Stored data
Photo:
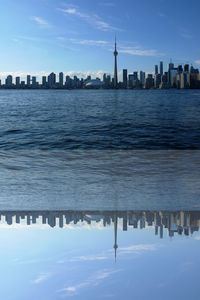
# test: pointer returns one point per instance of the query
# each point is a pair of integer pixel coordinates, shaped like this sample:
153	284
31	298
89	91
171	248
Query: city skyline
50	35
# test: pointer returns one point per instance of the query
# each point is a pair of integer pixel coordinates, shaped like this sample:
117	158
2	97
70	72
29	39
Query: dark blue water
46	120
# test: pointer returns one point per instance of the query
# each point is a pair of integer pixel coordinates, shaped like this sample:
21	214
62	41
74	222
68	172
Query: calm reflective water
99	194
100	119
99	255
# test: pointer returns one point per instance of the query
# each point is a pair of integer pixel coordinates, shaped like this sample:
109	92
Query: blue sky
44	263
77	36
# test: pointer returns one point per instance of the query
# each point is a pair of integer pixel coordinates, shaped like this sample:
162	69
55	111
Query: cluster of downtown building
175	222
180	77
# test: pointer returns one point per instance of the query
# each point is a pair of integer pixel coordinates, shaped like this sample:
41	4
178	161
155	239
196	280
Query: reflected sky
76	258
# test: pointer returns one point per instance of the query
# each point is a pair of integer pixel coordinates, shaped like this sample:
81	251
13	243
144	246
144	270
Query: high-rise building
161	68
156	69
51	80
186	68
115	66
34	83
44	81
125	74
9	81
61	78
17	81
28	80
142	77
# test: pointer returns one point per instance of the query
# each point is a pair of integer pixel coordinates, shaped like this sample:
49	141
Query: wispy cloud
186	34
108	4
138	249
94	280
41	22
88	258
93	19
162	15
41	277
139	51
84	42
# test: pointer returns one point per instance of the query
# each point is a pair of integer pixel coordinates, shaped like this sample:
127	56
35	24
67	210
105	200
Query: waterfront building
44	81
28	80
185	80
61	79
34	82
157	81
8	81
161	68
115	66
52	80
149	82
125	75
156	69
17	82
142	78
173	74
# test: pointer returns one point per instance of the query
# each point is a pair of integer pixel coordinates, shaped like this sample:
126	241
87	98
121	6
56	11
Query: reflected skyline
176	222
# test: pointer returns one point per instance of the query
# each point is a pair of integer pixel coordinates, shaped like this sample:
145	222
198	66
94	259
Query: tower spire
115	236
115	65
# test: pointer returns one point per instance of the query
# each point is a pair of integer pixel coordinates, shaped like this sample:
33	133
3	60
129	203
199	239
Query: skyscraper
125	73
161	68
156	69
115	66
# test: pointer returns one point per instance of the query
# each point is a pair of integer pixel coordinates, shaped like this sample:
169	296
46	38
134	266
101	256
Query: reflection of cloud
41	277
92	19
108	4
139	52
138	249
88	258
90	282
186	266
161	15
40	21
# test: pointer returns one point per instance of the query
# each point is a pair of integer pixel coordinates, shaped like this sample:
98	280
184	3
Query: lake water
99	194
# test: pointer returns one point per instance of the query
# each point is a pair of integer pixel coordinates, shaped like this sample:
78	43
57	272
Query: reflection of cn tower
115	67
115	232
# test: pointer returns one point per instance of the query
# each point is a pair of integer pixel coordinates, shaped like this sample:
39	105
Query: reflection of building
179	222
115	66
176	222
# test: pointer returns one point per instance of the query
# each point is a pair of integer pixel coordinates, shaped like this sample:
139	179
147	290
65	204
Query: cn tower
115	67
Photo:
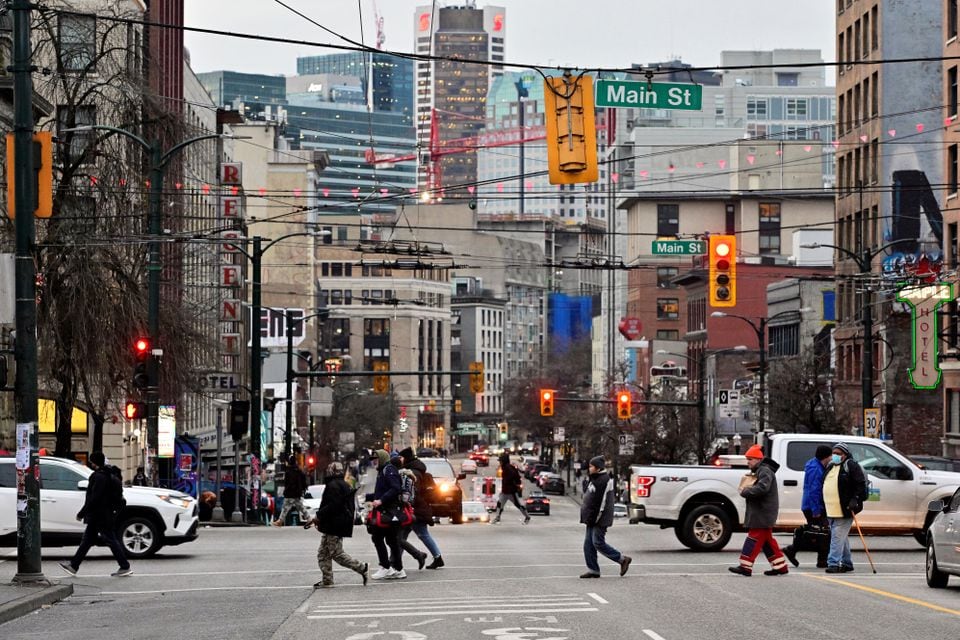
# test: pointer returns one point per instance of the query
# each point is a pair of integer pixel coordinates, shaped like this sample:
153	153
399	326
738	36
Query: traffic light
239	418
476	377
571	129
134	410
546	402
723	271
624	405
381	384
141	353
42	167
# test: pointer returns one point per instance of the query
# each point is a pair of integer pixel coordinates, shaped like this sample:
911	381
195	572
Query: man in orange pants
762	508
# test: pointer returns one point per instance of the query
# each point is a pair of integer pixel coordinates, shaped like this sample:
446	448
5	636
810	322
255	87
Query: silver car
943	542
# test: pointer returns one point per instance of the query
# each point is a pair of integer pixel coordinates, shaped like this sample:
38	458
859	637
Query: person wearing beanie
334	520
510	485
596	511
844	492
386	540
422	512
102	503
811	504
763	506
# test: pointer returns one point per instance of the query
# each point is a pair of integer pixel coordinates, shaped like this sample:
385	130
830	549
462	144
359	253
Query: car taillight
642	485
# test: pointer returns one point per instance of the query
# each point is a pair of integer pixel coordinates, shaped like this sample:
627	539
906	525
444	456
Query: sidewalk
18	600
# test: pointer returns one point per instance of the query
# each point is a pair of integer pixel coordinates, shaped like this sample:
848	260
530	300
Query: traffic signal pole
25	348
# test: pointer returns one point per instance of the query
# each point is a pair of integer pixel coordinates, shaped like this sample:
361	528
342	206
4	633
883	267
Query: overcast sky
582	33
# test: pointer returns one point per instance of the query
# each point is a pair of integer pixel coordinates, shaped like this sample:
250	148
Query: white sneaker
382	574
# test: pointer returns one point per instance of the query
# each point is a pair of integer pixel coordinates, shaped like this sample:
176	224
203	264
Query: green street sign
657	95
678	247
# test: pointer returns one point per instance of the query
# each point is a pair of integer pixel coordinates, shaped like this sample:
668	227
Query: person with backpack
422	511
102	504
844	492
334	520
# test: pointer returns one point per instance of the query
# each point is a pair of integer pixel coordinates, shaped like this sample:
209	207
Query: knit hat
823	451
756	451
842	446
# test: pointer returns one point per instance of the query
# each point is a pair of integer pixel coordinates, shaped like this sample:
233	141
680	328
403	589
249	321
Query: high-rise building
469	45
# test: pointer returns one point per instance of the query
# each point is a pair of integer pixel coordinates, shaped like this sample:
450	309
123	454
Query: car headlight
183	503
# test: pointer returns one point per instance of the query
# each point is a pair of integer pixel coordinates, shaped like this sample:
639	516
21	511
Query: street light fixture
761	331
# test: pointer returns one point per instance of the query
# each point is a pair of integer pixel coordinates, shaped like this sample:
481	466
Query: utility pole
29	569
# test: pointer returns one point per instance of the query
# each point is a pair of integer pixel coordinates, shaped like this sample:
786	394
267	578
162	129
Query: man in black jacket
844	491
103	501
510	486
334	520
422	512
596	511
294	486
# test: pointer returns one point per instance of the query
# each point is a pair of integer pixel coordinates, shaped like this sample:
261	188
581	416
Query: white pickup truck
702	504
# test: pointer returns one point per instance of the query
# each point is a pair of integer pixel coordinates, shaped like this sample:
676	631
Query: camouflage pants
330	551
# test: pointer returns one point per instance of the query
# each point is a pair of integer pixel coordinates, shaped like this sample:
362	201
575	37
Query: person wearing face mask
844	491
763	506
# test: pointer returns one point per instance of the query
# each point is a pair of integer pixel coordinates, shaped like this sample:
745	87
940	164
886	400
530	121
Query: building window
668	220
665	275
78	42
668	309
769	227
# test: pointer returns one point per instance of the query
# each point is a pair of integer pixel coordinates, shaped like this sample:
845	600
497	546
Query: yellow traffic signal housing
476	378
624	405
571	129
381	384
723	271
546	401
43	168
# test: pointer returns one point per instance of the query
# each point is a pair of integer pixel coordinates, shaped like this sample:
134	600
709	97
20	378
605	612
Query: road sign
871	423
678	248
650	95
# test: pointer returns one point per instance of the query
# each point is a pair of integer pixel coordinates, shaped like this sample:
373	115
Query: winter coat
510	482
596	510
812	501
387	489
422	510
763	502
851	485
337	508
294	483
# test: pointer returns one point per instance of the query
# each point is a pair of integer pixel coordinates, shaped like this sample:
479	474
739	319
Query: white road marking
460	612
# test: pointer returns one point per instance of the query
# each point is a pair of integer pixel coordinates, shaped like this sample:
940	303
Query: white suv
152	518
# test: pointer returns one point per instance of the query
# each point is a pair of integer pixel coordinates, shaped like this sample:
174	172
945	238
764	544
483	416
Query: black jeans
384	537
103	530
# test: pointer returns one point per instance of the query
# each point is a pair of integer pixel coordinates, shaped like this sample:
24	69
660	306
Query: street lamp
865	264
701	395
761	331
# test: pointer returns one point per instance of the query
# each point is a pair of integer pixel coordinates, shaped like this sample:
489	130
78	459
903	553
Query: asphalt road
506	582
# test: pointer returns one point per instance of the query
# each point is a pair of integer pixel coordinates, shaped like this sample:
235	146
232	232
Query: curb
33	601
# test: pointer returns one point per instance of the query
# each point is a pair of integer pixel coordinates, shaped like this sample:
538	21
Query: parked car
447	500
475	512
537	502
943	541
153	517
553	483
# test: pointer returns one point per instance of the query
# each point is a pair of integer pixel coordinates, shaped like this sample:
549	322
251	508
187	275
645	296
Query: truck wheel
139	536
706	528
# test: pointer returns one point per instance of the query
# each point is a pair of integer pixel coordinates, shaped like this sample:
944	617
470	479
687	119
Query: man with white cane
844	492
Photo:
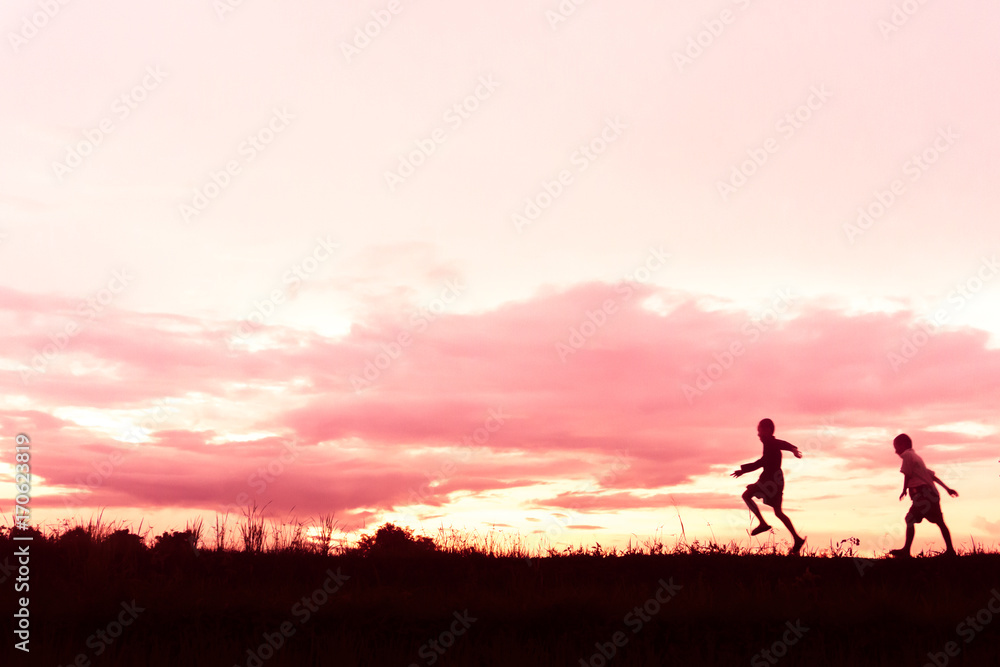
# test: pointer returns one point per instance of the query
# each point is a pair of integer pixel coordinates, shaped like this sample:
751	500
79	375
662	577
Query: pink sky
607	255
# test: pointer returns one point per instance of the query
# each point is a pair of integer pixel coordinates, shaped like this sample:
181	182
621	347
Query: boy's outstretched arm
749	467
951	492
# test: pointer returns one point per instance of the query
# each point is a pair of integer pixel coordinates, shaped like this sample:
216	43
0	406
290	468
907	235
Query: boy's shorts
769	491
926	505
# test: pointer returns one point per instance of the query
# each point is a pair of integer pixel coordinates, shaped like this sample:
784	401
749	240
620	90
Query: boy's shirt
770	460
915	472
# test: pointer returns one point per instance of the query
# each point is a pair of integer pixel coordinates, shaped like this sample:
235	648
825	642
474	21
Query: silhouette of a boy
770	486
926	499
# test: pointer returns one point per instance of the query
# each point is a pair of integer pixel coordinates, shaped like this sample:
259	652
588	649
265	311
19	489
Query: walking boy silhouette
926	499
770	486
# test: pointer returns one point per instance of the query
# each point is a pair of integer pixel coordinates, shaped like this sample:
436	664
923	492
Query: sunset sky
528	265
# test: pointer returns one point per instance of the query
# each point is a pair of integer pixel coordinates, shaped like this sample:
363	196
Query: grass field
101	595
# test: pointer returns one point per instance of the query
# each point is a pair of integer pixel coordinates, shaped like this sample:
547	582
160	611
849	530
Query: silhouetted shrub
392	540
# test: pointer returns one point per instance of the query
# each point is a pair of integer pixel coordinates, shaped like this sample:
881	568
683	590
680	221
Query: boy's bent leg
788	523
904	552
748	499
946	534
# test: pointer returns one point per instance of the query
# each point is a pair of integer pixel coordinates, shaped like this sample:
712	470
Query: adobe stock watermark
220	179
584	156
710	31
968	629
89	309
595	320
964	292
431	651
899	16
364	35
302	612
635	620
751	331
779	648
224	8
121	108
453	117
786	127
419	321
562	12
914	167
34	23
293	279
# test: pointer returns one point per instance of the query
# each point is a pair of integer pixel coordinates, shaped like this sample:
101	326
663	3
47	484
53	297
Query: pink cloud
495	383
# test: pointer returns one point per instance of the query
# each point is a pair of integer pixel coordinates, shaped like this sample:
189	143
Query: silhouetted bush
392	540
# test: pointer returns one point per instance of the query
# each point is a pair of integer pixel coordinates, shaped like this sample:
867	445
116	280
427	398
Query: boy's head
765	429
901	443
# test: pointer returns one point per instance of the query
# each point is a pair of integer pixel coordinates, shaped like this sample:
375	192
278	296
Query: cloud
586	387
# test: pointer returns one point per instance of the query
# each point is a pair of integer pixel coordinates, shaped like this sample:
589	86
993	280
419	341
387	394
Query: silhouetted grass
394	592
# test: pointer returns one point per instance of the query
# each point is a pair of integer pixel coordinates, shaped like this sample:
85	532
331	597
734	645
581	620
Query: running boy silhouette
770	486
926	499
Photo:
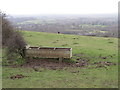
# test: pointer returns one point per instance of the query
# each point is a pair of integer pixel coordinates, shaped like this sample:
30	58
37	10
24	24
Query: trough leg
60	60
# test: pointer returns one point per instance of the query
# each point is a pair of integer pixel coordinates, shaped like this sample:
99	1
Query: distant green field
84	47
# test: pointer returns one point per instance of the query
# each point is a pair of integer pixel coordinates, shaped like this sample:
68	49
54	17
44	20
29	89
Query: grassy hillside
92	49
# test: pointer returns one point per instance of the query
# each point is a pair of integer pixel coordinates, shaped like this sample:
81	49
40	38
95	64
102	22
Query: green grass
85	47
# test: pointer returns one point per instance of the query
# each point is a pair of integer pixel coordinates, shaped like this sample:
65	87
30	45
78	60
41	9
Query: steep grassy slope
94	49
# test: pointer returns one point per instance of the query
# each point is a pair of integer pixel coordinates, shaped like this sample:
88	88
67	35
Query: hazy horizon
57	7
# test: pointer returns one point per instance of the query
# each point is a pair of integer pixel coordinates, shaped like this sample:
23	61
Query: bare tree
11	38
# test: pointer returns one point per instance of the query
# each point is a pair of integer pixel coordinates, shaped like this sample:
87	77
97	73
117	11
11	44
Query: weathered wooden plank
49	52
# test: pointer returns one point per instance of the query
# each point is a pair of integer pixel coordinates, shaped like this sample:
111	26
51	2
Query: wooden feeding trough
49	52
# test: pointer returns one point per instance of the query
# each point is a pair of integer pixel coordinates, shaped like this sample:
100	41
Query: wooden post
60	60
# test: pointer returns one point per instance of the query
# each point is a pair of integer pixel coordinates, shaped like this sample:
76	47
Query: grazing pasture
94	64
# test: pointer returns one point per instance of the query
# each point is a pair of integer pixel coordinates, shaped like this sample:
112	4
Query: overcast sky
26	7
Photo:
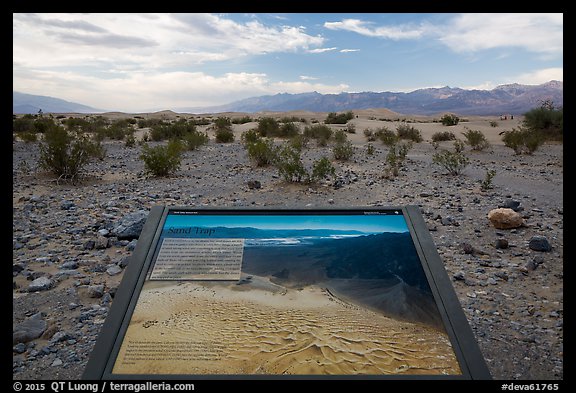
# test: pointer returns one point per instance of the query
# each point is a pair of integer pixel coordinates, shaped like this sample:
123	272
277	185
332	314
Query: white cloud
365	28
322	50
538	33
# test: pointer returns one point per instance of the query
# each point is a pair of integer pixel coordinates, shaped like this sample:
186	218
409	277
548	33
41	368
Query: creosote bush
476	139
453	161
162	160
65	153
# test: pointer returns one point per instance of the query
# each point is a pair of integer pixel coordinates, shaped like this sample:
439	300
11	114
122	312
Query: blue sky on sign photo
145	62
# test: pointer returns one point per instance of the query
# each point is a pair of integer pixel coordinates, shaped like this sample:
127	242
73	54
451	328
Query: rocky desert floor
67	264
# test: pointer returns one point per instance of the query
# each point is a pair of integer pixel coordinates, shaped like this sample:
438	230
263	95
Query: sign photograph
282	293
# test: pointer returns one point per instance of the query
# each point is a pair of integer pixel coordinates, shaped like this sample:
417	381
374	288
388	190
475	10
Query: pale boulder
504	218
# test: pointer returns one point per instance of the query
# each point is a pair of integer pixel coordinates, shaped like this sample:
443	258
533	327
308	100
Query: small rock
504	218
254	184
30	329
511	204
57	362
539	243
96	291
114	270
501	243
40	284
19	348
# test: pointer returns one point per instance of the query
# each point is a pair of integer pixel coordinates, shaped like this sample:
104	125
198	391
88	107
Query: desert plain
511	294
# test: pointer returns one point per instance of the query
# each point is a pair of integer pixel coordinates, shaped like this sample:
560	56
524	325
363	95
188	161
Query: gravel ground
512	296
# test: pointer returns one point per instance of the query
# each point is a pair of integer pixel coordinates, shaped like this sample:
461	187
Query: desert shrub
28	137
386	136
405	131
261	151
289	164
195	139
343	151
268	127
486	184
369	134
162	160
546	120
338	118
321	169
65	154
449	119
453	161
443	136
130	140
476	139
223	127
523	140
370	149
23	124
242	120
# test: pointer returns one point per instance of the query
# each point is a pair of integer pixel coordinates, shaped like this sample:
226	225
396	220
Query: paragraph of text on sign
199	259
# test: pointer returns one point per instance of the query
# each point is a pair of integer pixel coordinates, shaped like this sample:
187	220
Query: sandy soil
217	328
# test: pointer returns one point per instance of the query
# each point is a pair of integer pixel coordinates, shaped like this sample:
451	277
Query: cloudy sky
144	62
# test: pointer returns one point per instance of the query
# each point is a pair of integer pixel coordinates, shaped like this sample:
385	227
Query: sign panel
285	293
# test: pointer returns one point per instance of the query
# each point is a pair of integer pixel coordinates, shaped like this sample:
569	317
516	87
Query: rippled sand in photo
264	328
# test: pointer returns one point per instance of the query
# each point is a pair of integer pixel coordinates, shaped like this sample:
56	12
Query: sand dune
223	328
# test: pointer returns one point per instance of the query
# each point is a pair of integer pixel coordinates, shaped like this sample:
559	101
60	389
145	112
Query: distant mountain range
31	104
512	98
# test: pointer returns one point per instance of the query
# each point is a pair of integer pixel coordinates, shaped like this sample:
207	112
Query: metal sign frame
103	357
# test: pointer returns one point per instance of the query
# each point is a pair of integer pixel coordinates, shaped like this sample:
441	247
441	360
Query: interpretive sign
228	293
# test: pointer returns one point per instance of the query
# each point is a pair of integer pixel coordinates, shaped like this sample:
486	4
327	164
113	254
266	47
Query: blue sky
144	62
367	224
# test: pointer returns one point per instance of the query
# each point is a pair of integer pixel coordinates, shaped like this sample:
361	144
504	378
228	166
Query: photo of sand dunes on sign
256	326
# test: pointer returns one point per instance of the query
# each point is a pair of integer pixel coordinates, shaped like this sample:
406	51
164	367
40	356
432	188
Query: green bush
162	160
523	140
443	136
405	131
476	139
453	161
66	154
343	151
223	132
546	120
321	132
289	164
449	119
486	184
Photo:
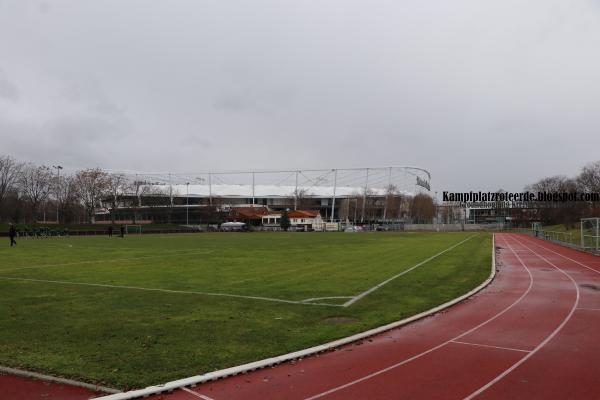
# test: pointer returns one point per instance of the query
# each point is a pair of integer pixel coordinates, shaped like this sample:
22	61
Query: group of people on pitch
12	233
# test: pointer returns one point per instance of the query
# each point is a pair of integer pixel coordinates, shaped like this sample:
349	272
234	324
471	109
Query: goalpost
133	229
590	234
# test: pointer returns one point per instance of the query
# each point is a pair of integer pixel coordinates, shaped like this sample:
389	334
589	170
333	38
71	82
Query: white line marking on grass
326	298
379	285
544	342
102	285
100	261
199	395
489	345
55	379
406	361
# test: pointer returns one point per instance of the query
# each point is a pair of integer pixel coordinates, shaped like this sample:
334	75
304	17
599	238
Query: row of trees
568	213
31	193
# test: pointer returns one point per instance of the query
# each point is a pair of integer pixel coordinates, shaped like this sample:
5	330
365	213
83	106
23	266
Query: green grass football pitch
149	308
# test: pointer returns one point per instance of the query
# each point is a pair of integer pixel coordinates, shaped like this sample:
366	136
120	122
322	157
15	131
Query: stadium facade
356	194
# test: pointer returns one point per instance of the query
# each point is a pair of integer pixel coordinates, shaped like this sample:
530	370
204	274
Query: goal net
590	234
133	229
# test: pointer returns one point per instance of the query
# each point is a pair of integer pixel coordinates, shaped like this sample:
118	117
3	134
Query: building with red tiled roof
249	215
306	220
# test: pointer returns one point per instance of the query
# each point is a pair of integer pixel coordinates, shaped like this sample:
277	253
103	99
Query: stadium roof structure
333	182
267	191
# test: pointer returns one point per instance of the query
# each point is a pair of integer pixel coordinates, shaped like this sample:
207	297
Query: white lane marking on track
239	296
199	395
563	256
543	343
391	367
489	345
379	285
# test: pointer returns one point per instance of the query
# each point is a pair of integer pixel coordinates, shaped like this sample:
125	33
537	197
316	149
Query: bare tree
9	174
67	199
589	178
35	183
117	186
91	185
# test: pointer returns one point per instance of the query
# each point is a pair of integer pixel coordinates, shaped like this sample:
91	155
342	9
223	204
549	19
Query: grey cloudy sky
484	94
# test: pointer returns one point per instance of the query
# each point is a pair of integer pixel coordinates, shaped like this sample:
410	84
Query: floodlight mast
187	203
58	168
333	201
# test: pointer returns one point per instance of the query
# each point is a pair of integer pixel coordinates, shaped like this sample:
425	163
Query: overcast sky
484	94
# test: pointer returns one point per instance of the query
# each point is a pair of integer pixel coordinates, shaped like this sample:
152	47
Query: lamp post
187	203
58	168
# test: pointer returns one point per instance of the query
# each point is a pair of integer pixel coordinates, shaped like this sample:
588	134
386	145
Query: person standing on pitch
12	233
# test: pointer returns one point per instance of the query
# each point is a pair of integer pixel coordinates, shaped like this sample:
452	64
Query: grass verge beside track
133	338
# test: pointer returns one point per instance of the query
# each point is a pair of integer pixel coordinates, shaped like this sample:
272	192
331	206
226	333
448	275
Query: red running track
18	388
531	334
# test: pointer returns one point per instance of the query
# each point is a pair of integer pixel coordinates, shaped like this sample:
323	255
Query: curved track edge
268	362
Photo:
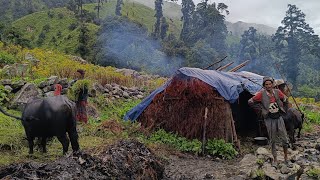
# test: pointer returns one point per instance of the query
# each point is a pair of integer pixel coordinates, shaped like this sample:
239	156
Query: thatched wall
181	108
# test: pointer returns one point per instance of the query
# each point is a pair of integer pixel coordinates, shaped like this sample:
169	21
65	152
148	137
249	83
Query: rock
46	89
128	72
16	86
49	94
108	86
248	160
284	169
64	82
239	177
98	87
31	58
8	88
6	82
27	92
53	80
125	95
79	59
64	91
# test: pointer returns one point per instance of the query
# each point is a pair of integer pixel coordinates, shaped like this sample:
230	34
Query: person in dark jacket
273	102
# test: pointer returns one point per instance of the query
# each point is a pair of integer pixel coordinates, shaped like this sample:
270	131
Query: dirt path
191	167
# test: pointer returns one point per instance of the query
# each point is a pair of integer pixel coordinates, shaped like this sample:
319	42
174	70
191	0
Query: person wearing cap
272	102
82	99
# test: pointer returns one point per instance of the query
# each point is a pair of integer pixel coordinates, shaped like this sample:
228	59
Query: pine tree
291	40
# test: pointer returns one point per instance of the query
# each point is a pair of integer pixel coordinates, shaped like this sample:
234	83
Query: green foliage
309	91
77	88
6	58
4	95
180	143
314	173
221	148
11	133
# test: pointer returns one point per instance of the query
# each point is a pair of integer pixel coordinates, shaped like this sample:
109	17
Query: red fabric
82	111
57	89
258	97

What the task requires
Gather every line in the items that contains the string "tower", matching case exactly.

Result of the task
Query: tower spire
Query: reflection of cn tower
Query: cn tower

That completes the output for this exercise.